• **Exercise objective**:
The complete listing should be restated exactly.

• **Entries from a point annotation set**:

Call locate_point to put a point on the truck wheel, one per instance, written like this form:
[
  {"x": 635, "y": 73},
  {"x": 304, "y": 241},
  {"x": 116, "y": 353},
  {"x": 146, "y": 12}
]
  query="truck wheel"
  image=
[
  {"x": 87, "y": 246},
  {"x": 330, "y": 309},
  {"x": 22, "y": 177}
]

• **Answer to this task**:
Call locate_point to put a point on the truck wheel, one per instance, written like this form:
[
  {"x": 635, "y": 73},
  {"x": 304, "y": 241},
  {"x": 116, "y": 353},
  {"x": 146, "y": 12}
]
  query="truck wheel"
  image=
[
  {"x": 87, "y": 246},
  {"x": 330, "y": 309},
  {"x": 22, "y": 177}
]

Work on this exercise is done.